» Task brief
The expected output is every entry, copied exactly.

[Dataset entries]
=-=-=-=-=

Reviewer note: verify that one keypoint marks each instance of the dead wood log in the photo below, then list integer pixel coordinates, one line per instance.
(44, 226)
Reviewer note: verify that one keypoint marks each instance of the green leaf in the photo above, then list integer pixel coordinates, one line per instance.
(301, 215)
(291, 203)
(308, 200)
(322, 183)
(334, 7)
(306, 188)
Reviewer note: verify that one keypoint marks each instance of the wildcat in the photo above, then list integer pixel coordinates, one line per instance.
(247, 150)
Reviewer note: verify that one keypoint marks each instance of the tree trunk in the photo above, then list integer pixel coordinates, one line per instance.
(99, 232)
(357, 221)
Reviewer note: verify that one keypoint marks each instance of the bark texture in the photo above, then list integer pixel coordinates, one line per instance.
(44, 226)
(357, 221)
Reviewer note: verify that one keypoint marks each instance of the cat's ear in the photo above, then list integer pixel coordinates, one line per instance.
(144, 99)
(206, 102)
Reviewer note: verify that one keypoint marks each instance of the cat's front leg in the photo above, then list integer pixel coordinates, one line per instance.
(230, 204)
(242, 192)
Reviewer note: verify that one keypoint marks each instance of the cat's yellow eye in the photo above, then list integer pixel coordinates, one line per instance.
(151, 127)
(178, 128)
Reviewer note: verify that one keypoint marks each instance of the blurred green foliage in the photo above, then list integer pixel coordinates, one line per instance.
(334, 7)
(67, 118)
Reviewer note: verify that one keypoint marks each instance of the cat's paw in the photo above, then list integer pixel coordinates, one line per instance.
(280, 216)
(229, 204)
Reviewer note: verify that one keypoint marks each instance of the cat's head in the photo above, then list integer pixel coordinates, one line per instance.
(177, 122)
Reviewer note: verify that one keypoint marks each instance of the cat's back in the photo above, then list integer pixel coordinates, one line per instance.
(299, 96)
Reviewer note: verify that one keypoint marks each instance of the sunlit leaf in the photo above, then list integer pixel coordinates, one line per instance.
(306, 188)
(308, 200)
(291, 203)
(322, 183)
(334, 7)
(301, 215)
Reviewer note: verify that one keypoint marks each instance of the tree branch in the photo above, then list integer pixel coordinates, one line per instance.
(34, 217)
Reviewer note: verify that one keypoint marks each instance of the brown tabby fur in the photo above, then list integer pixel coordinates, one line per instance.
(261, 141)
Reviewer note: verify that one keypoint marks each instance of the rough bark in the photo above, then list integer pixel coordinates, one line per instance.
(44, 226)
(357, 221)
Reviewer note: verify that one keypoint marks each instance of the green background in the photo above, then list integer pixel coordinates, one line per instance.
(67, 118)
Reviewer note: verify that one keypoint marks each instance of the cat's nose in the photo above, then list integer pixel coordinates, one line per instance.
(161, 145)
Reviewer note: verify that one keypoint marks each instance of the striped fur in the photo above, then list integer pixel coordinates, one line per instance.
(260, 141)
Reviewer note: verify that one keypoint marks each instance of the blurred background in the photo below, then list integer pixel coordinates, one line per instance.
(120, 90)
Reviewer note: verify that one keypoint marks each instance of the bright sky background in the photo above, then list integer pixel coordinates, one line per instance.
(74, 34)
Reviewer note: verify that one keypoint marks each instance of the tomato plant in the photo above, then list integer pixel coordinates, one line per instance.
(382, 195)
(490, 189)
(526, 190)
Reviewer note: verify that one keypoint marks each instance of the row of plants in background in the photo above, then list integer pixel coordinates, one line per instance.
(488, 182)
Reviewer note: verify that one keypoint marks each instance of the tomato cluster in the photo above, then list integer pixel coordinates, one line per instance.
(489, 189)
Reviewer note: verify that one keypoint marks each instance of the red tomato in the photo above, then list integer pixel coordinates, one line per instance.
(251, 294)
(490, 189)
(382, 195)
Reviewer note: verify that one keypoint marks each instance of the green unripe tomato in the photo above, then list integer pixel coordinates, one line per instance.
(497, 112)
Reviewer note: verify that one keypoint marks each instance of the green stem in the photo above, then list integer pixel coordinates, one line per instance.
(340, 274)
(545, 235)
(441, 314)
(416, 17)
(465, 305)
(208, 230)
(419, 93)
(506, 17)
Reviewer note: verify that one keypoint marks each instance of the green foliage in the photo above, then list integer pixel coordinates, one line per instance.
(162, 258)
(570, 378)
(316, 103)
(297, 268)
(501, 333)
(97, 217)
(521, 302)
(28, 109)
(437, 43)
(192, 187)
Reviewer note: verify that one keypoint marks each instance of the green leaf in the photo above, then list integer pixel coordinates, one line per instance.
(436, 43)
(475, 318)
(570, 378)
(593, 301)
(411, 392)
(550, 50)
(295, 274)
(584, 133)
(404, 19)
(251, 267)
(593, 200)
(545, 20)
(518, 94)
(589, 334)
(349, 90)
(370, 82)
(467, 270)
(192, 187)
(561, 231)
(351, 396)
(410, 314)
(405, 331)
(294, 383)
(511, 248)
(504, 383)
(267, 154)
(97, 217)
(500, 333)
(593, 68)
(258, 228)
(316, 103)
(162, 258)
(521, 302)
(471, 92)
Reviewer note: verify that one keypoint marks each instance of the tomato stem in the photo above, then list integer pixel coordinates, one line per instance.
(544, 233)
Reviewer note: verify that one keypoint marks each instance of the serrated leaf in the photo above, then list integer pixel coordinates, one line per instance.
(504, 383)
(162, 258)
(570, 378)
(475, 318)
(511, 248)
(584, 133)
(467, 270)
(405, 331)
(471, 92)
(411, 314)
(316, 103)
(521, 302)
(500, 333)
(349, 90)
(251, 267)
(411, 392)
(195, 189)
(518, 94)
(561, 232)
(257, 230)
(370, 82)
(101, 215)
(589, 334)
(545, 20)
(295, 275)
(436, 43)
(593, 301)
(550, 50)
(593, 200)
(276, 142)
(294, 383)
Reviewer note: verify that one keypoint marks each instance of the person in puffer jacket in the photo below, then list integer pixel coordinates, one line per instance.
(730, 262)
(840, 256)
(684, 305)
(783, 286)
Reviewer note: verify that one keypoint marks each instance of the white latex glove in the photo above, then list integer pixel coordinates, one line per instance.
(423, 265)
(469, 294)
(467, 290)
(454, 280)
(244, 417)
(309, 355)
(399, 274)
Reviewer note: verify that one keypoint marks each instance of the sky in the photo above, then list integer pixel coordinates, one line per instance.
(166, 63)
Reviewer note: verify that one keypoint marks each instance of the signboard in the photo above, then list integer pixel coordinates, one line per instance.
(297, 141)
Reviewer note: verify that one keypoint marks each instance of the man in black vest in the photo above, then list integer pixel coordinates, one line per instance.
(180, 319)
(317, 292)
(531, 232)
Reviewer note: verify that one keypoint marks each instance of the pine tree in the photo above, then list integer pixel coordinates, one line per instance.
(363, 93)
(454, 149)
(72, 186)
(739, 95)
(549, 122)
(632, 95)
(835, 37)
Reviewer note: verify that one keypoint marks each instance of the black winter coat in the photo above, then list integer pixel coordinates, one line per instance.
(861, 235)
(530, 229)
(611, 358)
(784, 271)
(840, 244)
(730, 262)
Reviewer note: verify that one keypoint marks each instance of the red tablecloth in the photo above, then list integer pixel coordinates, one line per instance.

=-=-=-=-=

» Answer box
Reviewer note: verify that one keypoint marks each instance of the dead wood log in the photo below, then list integer pixel coordinates, one line per instance.
(44, 226)
Reviewer note: verify that one keypoint marks each instance of the green leaf in the photo above, then list integer pixel coordinates, one line per instance.
(301, 215)
(291, 203)
(308, 200)
(322, 183)
(334, 7)
(306, 188)
Reviewer note: verify that one keypoint marks each instance of the wildcat in the photo above, then list integer pixel coordinates, one line per instance.
(247, 150)
Reviewer note: verify that one keypoint marks each instance of the tree trunk in the photo above, then list integer pixel coordinates, one line per instance.
(99, 232)
(357, 221)
Reviewer note: verify that one keypoint marks each instance of the bark texture in the photo above, then list integer pixel coordinates, one line per instance.
(44, 226)
(357, 221)
Reviewer note: verify that one keypoint marks each instance of the cat's ear in the photo above, then list integer pixel coordinates, one line per instance.
(144, 99)
(206, 102)
Reviewer note: verify that one keypoint marks each instance of the cat's front leg in the photo above, then list integer pixel coordinates, one line per instance.
(230, 204)
(242, 192)
Reviewer note: verify that one keypoint marks each instance of the cat's yellow eye in the photo above, then list integer pixel coordinates, one line per instance.
(151, 127)
(178, 128)
Reviewer note: verify that one keypoint marks each instance of the blurred green foliage in the photo above, then list integer pixel coordinates, one line per instance.
(334, 7)
(67, 118)
Reviewer note: verify that one keypoint marks each instance of the cat's paw in the photo above, then list integer pixel coordinates, one line per instance.
(280, 216)
(229, 204)
Reviewer note: verify that one keypoint marks each instance of the cat's head in the photo above, then list integer pixel coordinates, one line per instance.
(177, 122)
Reviewer note: verify that one keypoint marks each instance of the cat's back in the photo above, then list integer pixel coordinates, one line per instance.
(299, 96)
Reviewer note: verify that one keypoint marks each instance of the sunlit leaf in the photo above, then list integer pixel coordinates, one line per instance.
(306, 188)
(308, 200)
(291, 203)
(322, 183)
(334, 7)
(301, 215)
Reviewer note: verify that one keypoint marks each instance of the tree branch in the photo above, then list integer pixel coordinates, one line per instance.
(34, 217)
Reviewer note: verify that one keypoint marks each instance of the brown tabby fur in the photo above, then list integer pixel coordinates, one line per instance.
(261, 141)
Reviewer note: verify that one keypoint marks each instance of the rough bark in the photo above, then list integer pixel coordinates, one line per instance.
(44, 226)
(357, 221)
Reviewer note: verify that one keypoint marks each instance of the green background in the photo above, then list integer pixel coordinates, one line per instance.
(67, 118)
Reviewer note: verify that one keypoint marks each instance of the cat's nose in the photo above, then list integer pixel coordinates, one line per instance.
(161, 145)
Reviewer note: verify that one keypoint marks each instance of the striped fur in the photo above, then list integer pixel coordinates, one line per instance.
(260, 141)
Reviewer note: verify that one keypoint marks each instance of the blurred background in the photo below, then list integer pixel coordinates, one line per instance.
(120, 90)
Reviewer note: verify that one keypoint marks each instance of the bright sky background in the photo above, then list integer pixel coordinates, one line per instance.
(74, 34)
Reviewer note: verify that one keypoint marks each instance of the tomato plant in the photo above, then list integer pixel coordinates, one line per instance.
(382, 195)
(490, 189)
(526, 190)
Reviewer note: verify that one keypoint marks each instance of the row of plants in background in the photo above, then list integer pixel coordinates, one line per instance.
(488, 182)
Reviewer note: verify that one keypoint marks each instance of the tomato cluster in the photo above, then list integer pixel coordinates, one line per instance.
(489, 189)
Reviewer note: verify that one keypoint marks each instance of the red tomato in the photo above, then list integer pixel coordinates, one line per instance.
(251, 294)
(490, 189)
(382, 195)
Reviewer note: verify that one keypoint marks each instance of the green unripe tomato in the photo above, then list integer pixel coordinates, one line per instance.
(497, 112)
Reviewer note: verify that one keypoint marks each instance of the green stem in the photo above, then list integer pixel coordinates, one line per instance.
(340, 274)
(545, 235)
(441, 314)
(416, 17)
(465, 305)
(208, 230)
(419, 93)
(506, 17)
Reviewer note: verify that one keypoint marks each instance of the green foliage in the photo above, then list integer pixel coordinates, one line per instance.
(162, 258)
(570, 378)
(316, 103)
(297, 268)
(501, 333)
(97, 217)
(521, 302)
(28, 109)
(437, 43)
(192, 187)
Reviewer note: verify that one keypoint marks each instance of the green leaf in the photo above, then list integer pixel coordinates, one line per instance.
(436, 43)
(475, 318)
(570, 378)
(593, 301)
(411, 392)
(550, 50)
(295, 274)
(584, 133)
(404, 19)
(251, 267)
(593, 200)
(545, 20)
(518, 94)
(589, 334)
(349, 90)
(370, 82)
(467, 270)
(192, 187)
(561, 231)
(351, 396)
(410, 314)
(405, 331)
(294, 383)
(511, 248)
(504, 383)
(267, 154)
(97, 217)
(500, 333)
(593, 68)
(258, 228)
(316, 103)
(162, 258)
(521, 302)
(471, 92)
Reviewer note: verify that one keypoint marks each instance of the tomato stem in the photo above, then list integer pixel coordinates, one line per instance.
(544, 233)
Reviewer note: verify that one keypoint marks each instance of the serrated leaf in the photo above, then list integer pixel coordinates, one line per instance.
(504, 383)
(162, 258)
(570, 378)
(475, 318)
(511, 248)
(584, 133)
(467, 270)
(405, 331)
(471, 92)
(411, 314)
(316, 103)
(521, 302)
(500, 333)
(349, 90)
(251, 267)
(411, 392)
(195, 189)
(518, 94)
(561, 232)
(257, 230)
(370, 82)
(101, 215)
(589, 334)
(545, 20)
(295, 275)
(436, 43)
(593, 301)
(550, 50)
(593, 200)
(276, 142)
(294, 383)
Reviewer note: verify that one keypoint marks each instance of the person in puffer jacket in the photo below, then list integer pixel coordinates, one line per instance.
(730, 262)
(840, 256)
(684, 305)
(783, 286)
Reviewer note: verify that one keypoint marks each instance of the white latex glove in the photo above, then list integer pixel coordinates, one line per instance.
(423, 265)
(469, 294)
(467, 290)
(454, 280)
(244, 417)
(309, 355)
(399, 274)
Reviewer note: verify that one keypoint marks each instance of the sky in the photo above, then list integer pixel coordinates, one line per instance.
(166, 63)
Reviewer note: verify that one keypoint marks each instance of the signboard in the photo above, then list integer pixel coordinates, one line per instance.
(297, 141)
Reviewer note: verify that one keypoint marks each instance of the man in black vest in the photo above, then list integer pixel coordinates, one line per instance.
(180, 319)
(317, 292)
(531, 232)
Reviewer note: verify that one keypoint marks each instance of the pine tree in the photo above, then list integer pixel coordinates, one line per instance.
(363, 93)
(454, 149)
(72, 186)
(739, 95)
(549, 122)
(632, 95)
(835, 37)
Reviewer note: verify that one keypoint marks each instance of the black winter coat in the photo above, then list integer pixel coordinates, one line per instance.
(861, 235)
(530, 229)
(611, 358)
(784, 271)
(840, 244)
(730, 262)
Reviewer note: verify that one keypoint marks each instance of the red tablecloth in the photo above, then list integer pixel coordinates, one line per instance.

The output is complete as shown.